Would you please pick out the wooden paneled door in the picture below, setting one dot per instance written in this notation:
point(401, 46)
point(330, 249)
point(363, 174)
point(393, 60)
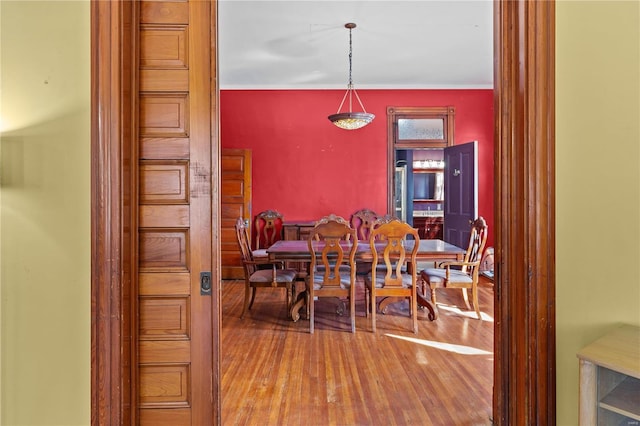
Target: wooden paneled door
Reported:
point(174, 330)
point(524, 367)
point(235, 202)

==*==

### Brief
Keep the pictures out and print all the records exactly as they are.

### Solution for this exercise
Would you please pick out the wooden paneled door in the picture below, setting one dot per instance written in this notation:
point(401, 46)
point(330, 249)
point(363, 174)
point(393, 60)
Target: wooden paneled door
Reported:
point(174, 330)
point(524, 367)
point(235, 202)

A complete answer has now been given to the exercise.